= Dataset entries =
━━━━━━━━━━━━━━━━━━━━

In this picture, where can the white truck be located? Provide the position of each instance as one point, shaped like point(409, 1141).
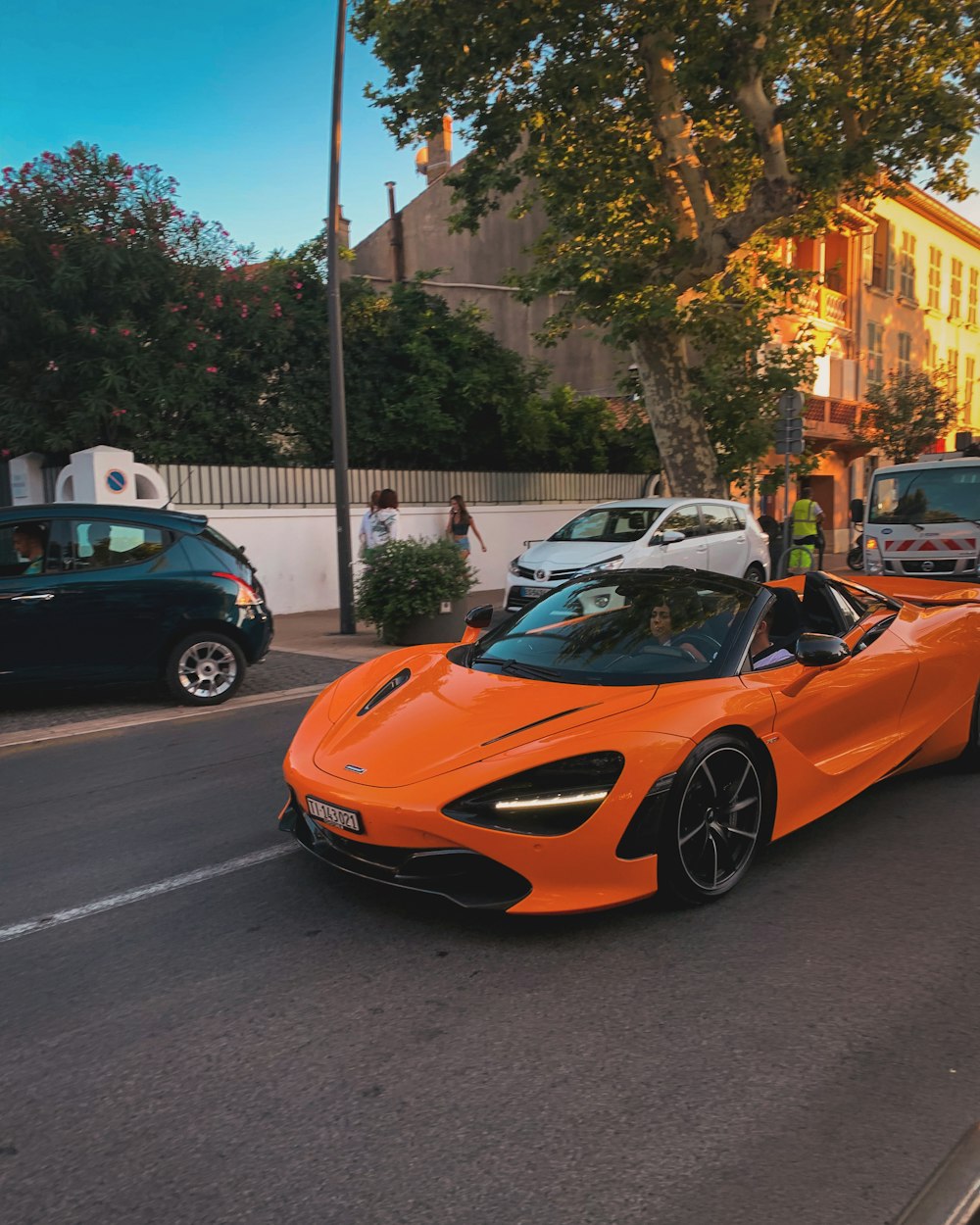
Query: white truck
point(922, 519)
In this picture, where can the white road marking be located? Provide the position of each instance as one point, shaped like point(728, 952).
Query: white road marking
point(145, 891)
point(116, 723)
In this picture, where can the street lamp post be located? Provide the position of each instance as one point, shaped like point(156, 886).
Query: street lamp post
point(337, 402)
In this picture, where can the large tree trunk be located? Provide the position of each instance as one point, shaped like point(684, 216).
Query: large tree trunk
point(681, 432)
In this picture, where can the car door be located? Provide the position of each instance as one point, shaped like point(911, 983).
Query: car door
point(728, 548)
point(112, 598)
point(839, 729)
point(691, 552)
point(32, 647)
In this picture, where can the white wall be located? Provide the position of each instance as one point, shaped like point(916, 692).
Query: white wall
point(294, 549)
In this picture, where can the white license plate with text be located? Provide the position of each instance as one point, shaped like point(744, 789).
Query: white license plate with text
point(343, 818)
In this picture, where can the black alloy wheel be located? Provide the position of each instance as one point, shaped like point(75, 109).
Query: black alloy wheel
point(716, 816)
point(205, 669)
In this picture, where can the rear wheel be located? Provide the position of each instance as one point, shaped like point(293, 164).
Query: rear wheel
point(716, 814)
point(970, 756)
point(205, 669)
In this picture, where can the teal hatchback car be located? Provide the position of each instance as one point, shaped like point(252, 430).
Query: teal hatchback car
point(107, 593)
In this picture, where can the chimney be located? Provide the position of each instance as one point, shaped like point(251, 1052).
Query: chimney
point(436, 158)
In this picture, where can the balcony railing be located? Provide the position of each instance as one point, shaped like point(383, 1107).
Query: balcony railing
point(819, 302)
point(831, 417)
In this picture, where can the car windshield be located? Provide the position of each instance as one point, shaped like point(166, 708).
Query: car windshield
point(931, 495)
point(643, 627)
point(611, 524)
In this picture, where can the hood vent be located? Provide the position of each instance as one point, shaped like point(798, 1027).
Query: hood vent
point(537, 723)
point(386, 689)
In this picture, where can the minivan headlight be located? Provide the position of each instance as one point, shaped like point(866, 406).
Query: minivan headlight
point(544, 802)
point(611, 564)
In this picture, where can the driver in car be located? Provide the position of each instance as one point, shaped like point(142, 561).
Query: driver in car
point(662, 631)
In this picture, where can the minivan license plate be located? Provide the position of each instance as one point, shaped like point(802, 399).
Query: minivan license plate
point(343, 818)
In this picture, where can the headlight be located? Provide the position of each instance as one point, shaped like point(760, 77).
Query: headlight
point(612, 564)
point(544, 802)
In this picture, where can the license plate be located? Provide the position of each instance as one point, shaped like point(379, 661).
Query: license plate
point(343, 818)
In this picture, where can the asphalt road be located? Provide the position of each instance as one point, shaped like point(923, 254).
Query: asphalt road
point(279, 1044)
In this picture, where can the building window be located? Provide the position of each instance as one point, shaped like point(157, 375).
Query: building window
point(935, 277)
point(906, 266)
point(952, 371)
point(880, 256)
point(905, 353)
point(956, 288)
point(875, 353)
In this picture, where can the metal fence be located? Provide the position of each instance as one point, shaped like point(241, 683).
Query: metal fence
point(228, 485)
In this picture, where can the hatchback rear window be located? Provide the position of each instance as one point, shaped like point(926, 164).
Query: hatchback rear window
point(221, 543)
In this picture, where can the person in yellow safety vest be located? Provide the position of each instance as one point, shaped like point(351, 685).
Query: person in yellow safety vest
point(807, 518)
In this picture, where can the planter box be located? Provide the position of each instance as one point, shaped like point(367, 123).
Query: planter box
point(441, 627)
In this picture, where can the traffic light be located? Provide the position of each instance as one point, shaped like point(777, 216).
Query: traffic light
point(789, 436)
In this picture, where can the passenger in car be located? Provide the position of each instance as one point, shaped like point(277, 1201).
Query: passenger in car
point(762, 651)
point(28, 542)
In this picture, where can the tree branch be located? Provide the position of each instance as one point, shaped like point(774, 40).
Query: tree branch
point(689, 191)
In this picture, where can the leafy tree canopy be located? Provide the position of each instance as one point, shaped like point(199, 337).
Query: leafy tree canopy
point(127, 321)
point(670, 142)
point(427, 386)
point(906, 415)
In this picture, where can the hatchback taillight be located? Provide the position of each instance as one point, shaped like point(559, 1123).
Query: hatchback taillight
point(246, 596)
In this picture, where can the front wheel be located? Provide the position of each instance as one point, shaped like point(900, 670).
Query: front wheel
point(205, 669)
point(718, 812)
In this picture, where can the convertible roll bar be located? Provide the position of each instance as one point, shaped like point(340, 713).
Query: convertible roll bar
point(952, 1195)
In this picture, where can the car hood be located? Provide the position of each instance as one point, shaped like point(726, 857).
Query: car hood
point(564, 554)
point(447, 715)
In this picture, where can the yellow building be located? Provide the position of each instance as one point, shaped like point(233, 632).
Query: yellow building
point(896, 288)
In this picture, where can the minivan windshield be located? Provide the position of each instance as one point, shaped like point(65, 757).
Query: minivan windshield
point(926, 495)
point(611, 524)
point(642, 627)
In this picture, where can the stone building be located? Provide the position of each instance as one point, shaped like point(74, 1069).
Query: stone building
point(895, 288)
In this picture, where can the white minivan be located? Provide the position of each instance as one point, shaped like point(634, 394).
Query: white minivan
point(704, 533)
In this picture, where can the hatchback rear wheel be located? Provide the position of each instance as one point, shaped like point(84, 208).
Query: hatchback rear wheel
point(205, 669)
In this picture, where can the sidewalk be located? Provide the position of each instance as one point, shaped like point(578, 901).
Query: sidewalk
point(318, 633)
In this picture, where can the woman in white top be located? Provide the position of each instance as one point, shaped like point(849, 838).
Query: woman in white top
point(366, 519)
point(383, 522)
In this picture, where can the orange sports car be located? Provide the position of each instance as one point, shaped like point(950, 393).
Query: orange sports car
point(631, 731)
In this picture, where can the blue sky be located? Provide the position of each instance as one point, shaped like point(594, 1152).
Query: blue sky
point(231, 99)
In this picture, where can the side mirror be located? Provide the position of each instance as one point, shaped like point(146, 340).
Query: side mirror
point(821, 650)
point(476, 620)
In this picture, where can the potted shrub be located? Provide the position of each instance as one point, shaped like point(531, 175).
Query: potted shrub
point(405, 587)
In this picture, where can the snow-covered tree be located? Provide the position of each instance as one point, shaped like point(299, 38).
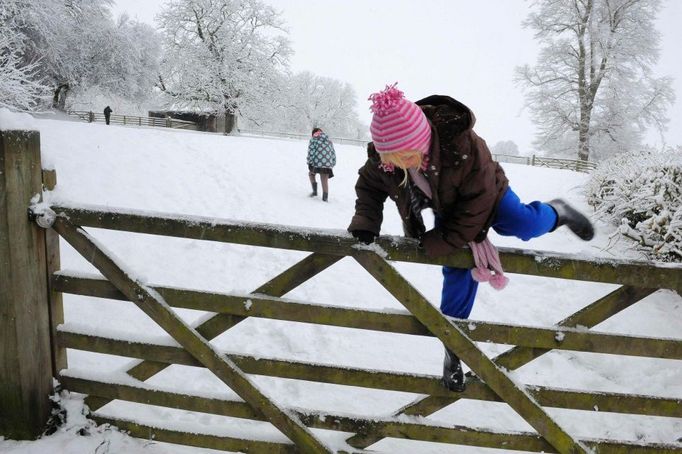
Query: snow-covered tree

━━━━━━━━━━━━━━━━━━━━

= Directions =
Rewrite the material from its first line through the line that contains "point(116, 723)", both included, with "road marking" changed to "lane line" and nothing else altered. Leave the pictures out.

= Worked solution =
In this picture, where can the white truck be located? Provide the position of each instance as one point, shaped like point(409, 1141).
Query: white truck
point(922, 519)
In this picture, where can the white lane line be located? Provide the position of each instance as one point, shaped like point(728, 952).
Query: white lane line
point(145, 891)
point(116, 723)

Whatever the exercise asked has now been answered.